▶ _Testo_:
┌──

Con ricorso del 17 gennaio 2011, il sig. M F propone “motivi aggiunti in appello”, all’esito della intervenuta cognizione (per il tramite dell’esercizio del diritto di accesso), in date 17 dicembre 2010, 23 dicembre 2010, 10 gennaio 2011, 13 gennaio 2011, di ulteriori atti preordinati, presupposti o comunque afferenti al procedimento espropriativo, ed avverso tali atti richiede “annullamento, nullità, disapplicazione”, precisando che la domanda è formulata in relazione agli atti “reperiti negli accessi” predetti, sia in relazione a tutti gli atti “che non abbiano già formato oggetto di anteriore impugnazione, siano essi anteriori o successivi agli atti gravati innanzi al TAR” (v. pag. 8 ric.). Gli specifici motivi di doglianza sono esposti alle pagg. 8 – 25 ric..

└──

▶ _Dati forniti_:
┌──

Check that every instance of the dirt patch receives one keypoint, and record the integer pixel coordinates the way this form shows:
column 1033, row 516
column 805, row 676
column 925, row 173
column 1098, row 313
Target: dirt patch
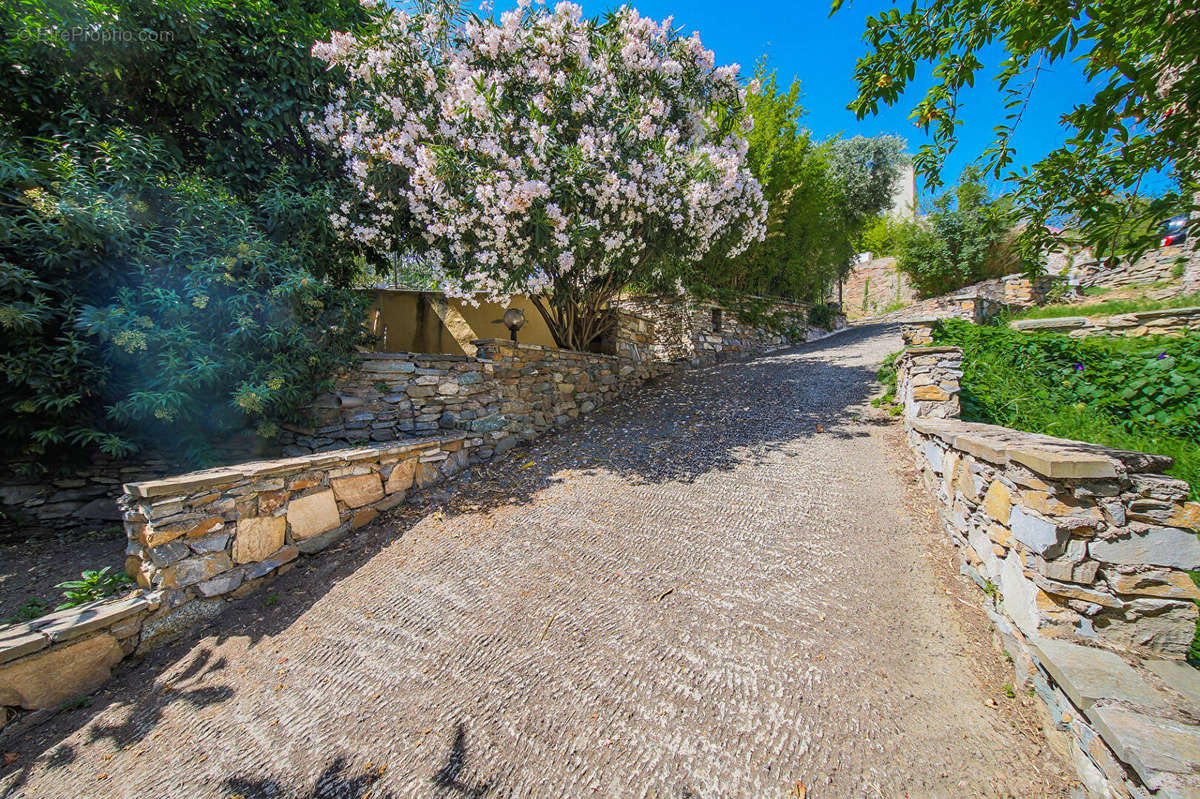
column 31, row 568
column 1015, row 708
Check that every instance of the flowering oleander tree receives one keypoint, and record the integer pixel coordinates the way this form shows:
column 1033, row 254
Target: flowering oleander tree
column 541, row 152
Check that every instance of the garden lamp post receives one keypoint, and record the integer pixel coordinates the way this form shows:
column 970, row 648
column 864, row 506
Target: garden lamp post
column 514, row 319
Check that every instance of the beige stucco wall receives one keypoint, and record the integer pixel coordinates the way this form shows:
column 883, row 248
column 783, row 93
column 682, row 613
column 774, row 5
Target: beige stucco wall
column 408, row 322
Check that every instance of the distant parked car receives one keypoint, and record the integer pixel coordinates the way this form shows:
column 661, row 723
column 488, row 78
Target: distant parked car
column 1174, row 230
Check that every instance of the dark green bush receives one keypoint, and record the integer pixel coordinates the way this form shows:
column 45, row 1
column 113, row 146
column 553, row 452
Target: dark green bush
column 168, row 272
column 141, row 307
column 1140, row 394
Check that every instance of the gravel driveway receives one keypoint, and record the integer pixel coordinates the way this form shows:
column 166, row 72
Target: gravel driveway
column 721, row 586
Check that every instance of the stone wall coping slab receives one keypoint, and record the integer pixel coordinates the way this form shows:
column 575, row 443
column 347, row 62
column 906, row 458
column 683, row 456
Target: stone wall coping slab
column 1179, row 677
column 21, row 640
column 916, row 352
column 1050, row 457
column 1089, row 676
column 1167, row 312
column 1054, row 323
column 228, row 475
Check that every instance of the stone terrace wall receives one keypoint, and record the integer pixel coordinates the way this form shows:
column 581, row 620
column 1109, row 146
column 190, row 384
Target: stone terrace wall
column 403, row 395
column 201, row 539
column 1084, row 551
column 1156, row 266
column 1170, row 322
column 505, row 394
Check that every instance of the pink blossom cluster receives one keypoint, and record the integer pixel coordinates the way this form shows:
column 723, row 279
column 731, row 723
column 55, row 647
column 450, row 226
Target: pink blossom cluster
column 541, row 146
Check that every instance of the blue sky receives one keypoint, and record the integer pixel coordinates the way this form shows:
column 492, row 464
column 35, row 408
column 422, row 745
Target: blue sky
column 802, row 40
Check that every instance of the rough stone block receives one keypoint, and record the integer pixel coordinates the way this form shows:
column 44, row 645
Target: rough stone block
column 1186, row 515
column 997, row 503
column 173, row 624
column 258, row 538
column 165, row 554
column 312, row 515
column 193, row 570
column 1158, row 546
column 49, row 678
column 1089, row 676
column 358, row 491
column 1158, row 582
column 1155, row 748
column 1177, row 676
column 401, row 478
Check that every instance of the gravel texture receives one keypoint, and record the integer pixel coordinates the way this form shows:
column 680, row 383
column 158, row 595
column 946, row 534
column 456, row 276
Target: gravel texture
column 717, row 587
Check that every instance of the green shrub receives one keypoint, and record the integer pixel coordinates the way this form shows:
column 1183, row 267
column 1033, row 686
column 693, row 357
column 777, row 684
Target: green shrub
column 91, row 586
column 964, row 239
column 1138, row 394
column 1109, row 307
column 141, row 305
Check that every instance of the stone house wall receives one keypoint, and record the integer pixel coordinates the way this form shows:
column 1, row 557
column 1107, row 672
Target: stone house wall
column 198, row 540
column 1169, row 322
column 504, row 394
column 201, row 539
column 1084, row 552
column 685, row 328
column 1158, row 265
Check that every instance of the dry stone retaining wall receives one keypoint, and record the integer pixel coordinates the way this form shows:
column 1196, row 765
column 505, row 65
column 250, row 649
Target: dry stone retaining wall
column 682, row 328
column 504, row 394
column 1169, row 322
column 198, row 540
column 1085, row 551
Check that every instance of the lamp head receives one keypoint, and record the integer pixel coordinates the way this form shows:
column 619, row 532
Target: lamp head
column 514, row 319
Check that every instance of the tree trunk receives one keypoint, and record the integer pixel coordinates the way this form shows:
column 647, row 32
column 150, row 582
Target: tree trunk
column 573, row 324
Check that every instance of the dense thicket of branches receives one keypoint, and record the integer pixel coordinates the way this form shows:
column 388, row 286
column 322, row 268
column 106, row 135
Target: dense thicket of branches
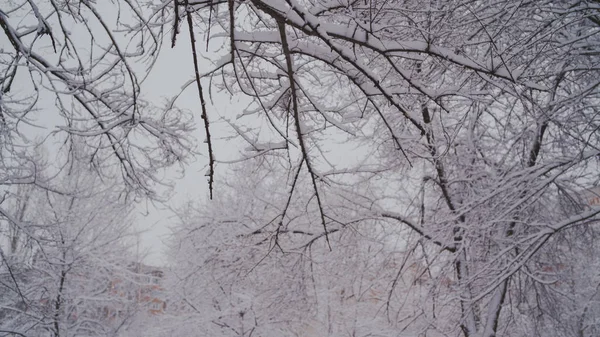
column 70, row 84
column 474, row 127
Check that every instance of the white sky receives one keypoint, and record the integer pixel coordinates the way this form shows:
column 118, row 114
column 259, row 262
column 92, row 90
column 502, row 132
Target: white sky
column 173, row 69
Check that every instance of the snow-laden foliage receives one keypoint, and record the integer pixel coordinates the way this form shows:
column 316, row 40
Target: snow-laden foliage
column 473, row 129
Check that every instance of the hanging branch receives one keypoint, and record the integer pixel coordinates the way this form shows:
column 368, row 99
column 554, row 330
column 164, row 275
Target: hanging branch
column 204, row 116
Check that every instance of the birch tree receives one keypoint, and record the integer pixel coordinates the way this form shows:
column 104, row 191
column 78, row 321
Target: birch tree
column 65, row 254
column 470, row 122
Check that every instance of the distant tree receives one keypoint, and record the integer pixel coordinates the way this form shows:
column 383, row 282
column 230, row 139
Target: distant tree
column 470, row 122
column 74, row 69
column 67, row 252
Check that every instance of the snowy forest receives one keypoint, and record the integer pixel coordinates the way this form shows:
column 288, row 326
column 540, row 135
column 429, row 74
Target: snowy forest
column 409, row 168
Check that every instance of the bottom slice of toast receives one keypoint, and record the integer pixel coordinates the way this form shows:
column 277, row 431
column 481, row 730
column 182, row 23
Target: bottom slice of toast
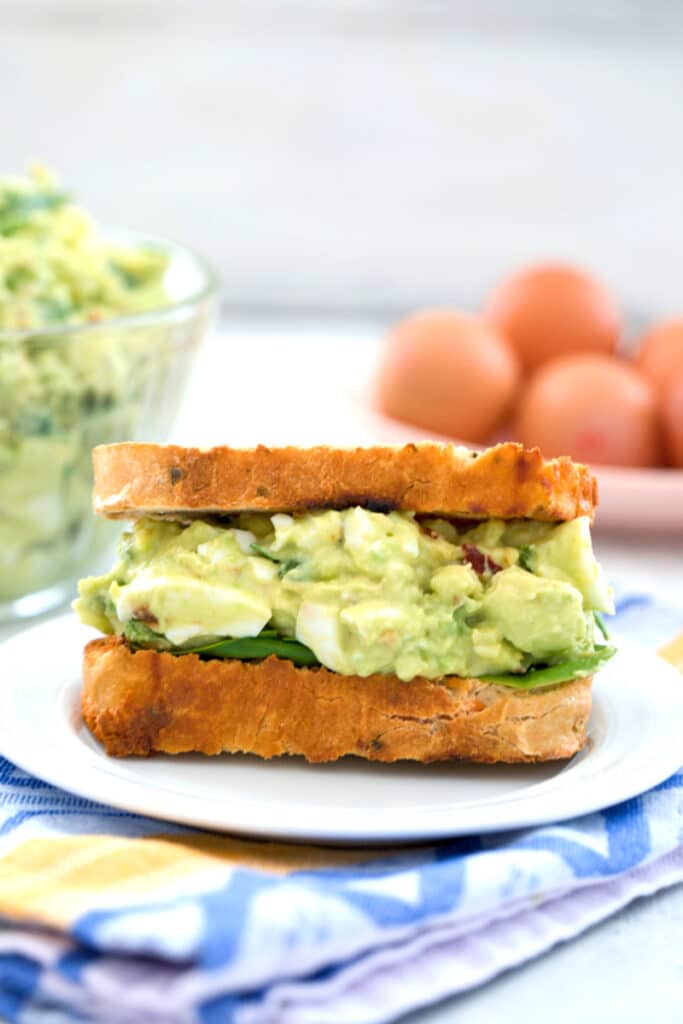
column 143, row 701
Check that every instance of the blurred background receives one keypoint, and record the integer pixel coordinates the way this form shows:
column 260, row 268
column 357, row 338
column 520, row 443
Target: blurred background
column 364, row 157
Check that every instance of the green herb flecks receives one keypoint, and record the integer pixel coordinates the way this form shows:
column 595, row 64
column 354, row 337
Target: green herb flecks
column 577, row 668
column 286, row 565
column 599, row 622
column 526, row 557
column 264, row 553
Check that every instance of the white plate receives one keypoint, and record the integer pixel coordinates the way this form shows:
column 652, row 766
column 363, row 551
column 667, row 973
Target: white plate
column 635, row 742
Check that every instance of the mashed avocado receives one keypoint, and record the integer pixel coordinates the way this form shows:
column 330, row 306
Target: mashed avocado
column 61, row 393
column 365, row 592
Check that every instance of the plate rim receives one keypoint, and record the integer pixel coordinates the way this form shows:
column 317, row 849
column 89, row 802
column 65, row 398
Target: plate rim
column 532, row 805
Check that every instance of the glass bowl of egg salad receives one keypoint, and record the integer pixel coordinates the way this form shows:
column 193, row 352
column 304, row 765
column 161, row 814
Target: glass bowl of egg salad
column 98, row 330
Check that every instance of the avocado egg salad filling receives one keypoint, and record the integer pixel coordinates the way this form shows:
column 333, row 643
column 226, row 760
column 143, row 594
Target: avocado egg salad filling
column 63, row 391
column 514, row 601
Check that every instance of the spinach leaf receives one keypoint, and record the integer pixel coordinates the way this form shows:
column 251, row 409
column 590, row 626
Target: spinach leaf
column 256, row 648
column 577, row 668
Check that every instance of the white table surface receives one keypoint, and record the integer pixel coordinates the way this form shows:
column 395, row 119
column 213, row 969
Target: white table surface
column 297, row 383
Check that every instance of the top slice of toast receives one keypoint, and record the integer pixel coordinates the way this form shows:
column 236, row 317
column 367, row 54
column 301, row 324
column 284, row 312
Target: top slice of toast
column 505, row 481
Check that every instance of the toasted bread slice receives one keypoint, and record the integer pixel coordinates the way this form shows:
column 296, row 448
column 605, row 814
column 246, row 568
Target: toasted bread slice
column 138, row 702
column 506, row 481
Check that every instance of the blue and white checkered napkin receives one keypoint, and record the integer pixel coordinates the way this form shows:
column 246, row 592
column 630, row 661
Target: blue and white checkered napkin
column 109, row 916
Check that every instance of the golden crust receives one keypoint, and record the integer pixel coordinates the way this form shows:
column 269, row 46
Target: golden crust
column 138, row 702
column 506, row 481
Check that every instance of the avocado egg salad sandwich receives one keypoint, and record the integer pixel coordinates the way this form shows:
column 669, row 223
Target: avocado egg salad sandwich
column 424, row 602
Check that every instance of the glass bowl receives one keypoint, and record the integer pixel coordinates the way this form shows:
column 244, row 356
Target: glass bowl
column 65, row 389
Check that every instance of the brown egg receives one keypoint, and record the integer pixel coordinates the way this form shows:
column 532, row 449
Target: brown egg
column 447, row 372
column 672, row 417
column 550, row 310
column 596, row 409
column 660, row 352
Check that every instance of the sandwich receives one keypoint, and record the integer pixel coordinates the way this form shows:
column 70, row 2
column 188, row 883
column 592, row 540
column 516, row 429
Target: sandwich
column 423, row 602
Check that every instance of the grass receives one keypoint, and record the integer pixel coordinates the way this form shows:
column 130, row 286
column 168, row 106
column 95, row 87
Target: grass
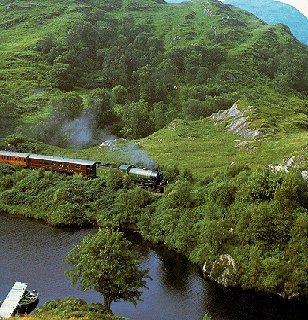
column 204, row 148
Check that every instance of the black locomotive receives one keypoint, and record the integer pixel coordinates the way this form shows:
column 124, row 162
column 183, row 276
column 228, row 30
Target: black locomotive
column 146, row 178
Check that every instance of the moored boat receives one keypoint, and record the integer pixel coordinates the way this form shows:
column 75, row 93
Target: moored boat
column 28, row 302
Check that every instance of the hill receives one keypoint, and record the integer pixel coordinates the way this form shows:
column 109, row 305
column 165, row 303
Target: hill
column 74, row 73
column 273, row 12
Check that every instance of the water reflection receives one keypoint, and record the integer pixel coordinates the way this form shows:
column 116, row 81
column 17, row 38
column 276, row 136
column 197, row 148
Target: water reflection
column 33, row 252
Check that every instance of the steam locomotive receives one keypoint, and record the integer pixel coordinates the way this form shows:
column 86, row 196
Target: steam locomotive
column 146, row 178
column 88, row 168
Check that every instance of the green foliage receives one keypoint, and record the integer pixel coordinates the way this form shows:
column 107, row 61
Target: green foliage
column 98, row 264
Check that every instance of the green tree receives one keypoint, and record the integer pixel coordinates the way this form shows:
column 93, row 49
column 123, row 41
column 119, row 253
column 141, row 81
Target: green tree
column 104, row 262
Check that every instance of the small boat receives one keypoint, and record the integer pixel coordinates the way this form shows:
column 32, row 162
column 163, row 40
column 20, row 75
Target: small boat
column 28, row 302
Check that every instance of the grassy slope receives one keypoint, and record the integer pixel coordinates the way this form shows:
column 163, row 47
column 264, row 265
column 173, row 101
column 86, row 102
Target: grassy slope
column 198, row 145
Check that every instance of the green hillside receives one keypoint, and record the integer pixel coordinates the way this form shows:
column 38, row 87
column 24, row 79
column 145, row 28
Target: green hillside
column 210, row 92
column 130, row 68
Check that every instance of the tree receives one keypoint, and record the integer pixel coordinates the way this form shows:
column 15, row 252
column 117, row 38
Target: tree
column 104, row 262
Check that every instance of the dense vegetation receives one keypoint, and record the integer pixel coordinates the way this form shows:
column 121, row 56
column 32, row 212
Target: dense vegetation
column 74, row 72
column 251, row 223
column 126, row 67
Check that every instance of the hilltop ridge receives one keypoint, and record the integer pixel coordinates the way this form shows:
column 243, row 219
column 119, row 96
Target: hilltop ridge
column 129, row 68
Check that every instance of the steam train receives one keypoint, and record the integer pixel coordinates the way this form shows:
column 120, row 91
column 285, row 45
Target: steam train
column 36, row 161
column 143, row 177
column 87, row 168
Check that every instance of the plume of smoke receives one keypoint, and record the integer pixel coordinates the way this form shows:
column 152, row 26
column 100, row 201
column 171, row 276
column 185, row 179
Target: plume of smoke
column 79, row 131
column 130, row 152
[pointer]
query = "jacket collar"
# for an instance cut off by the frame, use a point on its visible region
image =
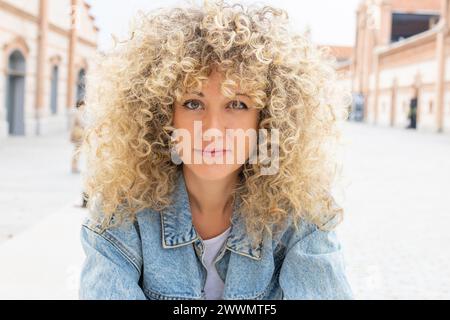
(178, 229)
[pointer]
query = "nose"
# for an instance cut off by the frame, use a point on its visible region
(213, 120)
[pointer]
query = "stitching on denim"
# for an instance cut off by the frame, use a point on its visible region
(160, 296)
(121, 248)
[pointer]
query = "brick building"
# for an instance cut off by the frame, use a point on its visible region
(45, 47)
(399, 68)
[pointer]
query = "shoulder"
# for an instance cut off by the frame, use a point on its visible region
(309, 236)
(123, 239)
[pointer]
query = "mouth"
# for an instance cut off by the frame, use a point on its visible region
(212, 152)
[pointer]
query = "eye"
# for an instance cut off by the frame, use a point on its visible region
(239, 105)
(192, 104)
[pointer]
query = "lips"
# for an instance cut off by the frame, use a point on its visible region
(212, 152)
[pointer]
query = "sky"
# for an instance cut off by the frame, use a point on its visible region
(331, 22)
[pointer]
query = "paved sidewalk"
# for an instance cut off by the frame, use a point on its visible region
(35, 181)
(396, 232)
(44, 262)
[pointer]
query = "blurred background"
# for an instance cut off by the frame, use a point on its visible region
(391, 54)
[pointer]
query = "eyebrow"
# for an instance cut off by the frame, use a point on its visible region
(200, 94)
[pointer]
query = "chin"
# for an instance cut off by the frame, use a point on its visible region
(212, 171)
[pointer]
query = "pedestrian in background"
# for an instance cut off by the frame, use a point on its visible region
(77, 134)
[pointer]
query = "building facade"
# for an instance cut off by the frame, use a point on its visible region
(45, 47)
(399, 70)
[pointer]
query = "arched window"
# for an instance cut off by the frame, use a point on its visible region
(15, 93)
(54, 90)
(81, 85)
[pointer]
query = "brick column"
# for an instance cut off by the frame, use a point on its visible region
(41, 70)
(440, 57)
(71, 54)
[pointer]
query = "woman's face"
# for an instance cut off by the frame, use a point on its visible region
(218, 133)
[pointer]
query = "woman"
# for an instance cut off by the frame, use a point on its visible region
(188, 84)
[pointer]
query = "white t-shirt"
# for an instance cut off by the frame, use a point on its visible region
(214, 285)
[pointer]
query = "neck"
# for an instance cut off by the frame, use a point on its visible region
(210, 197)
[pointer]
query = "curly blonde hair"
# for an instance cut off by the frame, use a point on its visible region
(131, 94)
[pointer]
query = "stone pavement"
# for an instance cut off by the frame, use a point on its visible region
(35, 181)
(44, 262)
(396, 232)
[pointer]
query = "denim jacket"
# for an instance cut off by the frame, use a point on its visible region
(158, 257)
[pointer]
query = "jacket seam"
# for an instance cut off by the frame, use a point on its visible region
(120, 247)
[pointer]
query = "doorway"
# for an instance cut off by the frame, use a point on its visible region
(412, 115)
(15, 93)
(54, 90)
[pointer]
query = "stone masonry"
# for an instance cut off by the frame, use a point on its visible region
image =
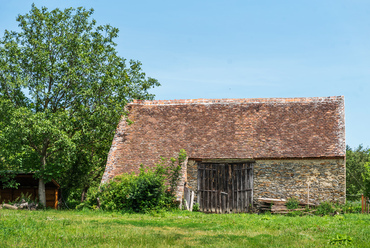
(287, 178)
(292, 141)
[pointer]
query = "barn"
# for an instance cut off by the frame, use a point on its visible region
(239, 149)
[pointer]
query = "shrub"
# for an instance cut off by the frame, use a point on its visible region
(352, 207)
(324, 208)
(196, 207)
(152, 189)
(292, 203)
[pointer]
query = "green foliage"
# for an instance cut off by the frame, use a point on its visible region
(351, 207)
(175, 228)
(340, 239)
(292, 203)
(152, 189)
(63, 89)
(325, 208)
(357, 172)
(295, 213)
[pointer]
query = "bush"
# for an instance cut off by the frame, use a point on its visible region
(324, 208)
(152, 189)
(352, 207)
(292, 203)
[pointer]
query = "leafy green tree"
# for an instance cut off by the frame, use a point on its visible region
(356, 168)
(63, 89)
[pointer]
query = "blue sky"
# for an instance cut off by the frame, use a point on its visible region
(242, 49)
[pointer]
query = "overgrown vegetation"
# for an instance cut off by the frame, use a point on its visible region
(292, 203)
(357, 172)
(152, 189)
(178, 229)
(63, 88)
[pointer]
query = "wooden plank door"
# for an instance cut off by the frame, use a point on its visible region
(225, 187)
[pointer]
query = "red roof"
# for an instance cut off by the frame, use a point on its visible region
(229, 128)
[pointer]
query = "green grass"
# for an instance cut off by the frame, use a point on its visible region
(176, 229)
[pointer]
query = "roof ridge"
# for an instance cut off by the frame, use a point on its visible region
(236, 100)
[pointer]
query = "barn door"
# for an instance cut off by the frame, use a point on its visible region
(225, 188)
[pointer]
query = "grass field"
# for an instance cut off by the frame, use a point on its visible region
(176, 229)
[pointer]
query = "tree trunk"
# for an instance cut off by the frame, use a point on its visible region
(83, 196)
(42, 198)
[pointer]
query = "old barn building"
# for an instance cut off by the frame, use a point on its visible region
(240, 149)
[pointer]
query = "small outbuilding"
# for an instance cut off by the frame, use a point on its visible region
(239, 149)
(28, 185)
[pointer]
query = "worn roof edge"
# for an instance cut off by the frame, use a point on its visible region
(237, 100)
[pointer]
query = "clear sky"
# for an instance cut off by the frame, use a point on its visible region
(242, 49)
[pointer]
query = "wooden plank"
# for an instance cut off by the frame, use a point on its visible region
(204, 194)
(243, 192)
(251, 182)
(231, 188)
(209, 180)
(237, 190)
(214, 202)
(227, 198)
(219, 188)
(199, 192)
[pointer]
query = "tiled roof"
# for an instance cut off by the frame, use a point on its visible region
(229, 128)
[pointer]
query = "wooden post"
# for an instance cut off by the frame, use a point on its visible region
(308, 194)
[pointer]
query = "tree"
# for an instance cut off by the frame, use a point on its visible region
(63, 89)
(357, 161)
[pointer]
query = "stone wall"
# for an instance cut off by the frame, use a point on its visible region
(285, 178)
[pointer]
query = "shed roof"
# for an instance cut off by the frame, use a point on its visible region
(228, 128)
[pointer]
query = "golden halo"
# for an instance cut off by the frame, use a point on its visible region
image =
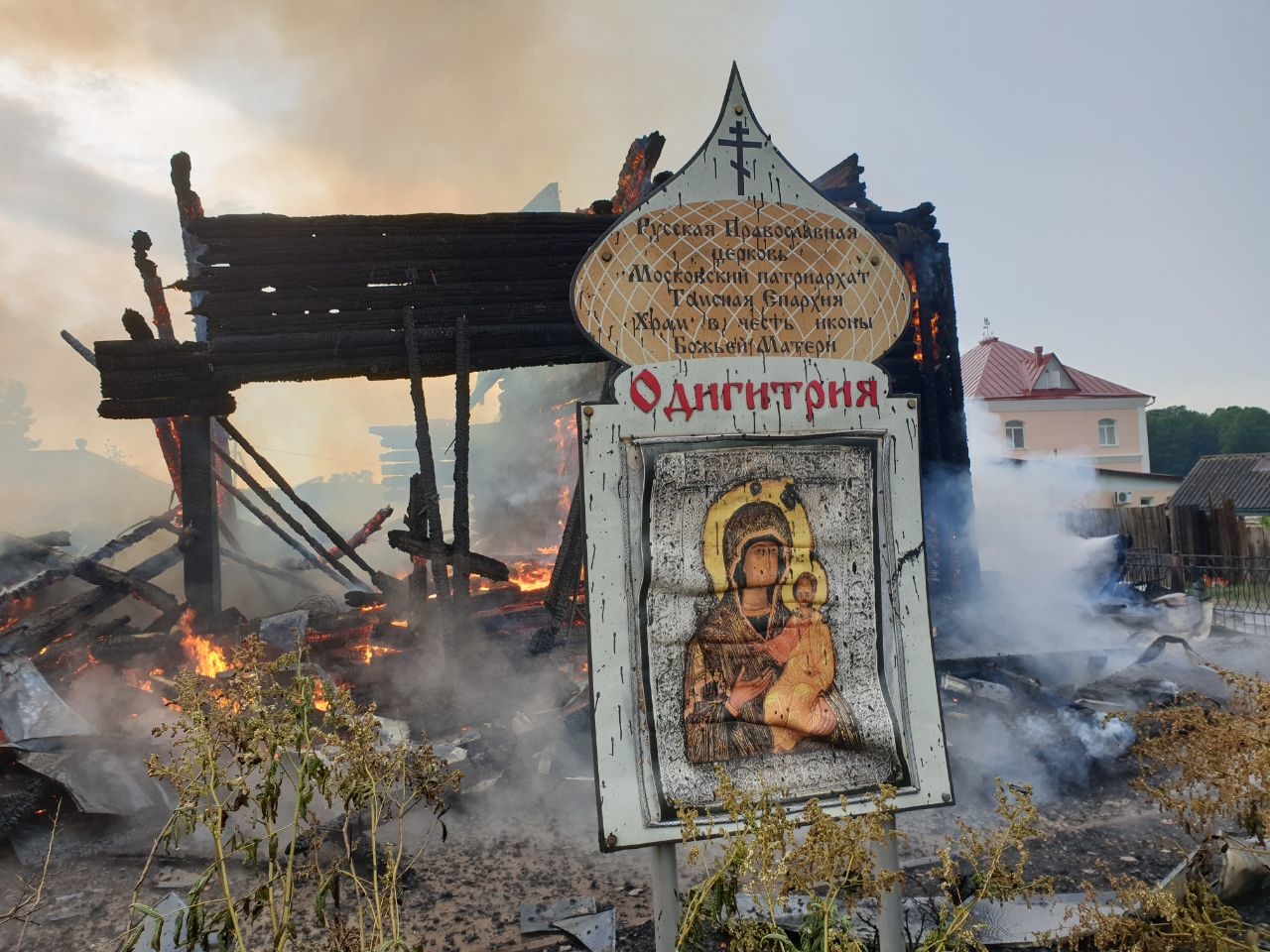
(731, 500)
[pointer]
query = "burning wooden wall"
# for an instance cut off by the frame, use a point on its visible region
(290, 298)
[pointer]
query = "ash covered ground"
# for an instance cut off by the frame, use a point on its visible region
(524, 829)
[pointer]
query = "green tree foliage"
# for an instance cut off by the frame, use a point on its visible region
(16, 417)
(1179, 436)
(1242, 429)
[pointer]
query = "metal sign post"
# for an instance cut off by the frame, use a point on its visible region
(754, 555)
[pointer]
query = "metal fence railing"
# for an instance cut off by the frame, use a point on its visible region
(1238, 587)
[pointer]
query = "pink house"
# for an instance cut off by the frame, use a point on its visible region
(1048, 409)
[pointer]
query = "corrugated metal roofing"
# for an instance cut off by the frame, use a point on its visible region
(994, 370)
(1241, 477)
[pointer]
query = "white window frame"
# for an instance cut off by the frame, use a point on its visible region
(1015, 434)
(1107, 426)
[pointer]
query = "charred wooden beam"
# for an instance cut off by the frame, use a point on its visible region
(200, 537)
(268, 499)
(462, 452)
(425, 503)
(377, 578)
(42, 627)
(358, 538)
(90, 570)
(277, 530)
(477, 563)
(151, 285)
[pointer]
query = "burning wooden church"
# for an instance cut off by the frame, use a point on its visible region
(412, 296)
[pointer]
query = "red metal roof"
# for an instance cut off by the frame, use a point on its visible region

└──

Prosegui il testo sul ricorso con motivi aggiunti in appello, ripartendo subito dopo la sua ultima frase. L'elenco qui non ha alcun ruolo.

▶ _Risposta_:
Con ulteriore ricorso del 8 febbraio 2011, il sig. M F propone un “secondo atto per motivi aggiunti in appello”, riferito ai “nuovi documenti conseguiti il 25 gennaio 2011 (supporto informatico del progetto preliminare)”, nonché agli “esiti dell’accesso del 7 febbraio 2011 con riferimento a “SIA studio di incidenza ambientale” dell’intervento A e B”, ed agli atti ottenuti nei precedenti accessi nelle date sopra indicate. Gli specifici motivi di doglianza sono esposti alle pagg. 11 – 26 ric.)
Si è costituito in giudizio il Comune di Gioia del Colle, che ha preliminarmente eccepito l’inammissibilità dell’appello per essere irricevibile il ricorso instaurativo del giudizio di I grado, con conseguente inammissibilità dei ricorsi per motivi aggiunti proposti in grado di appello. Ha comunque concluso per il rigetto dell’appello e dei ricorsi per motivi aggiunti in appello, stante la loro infondatezza.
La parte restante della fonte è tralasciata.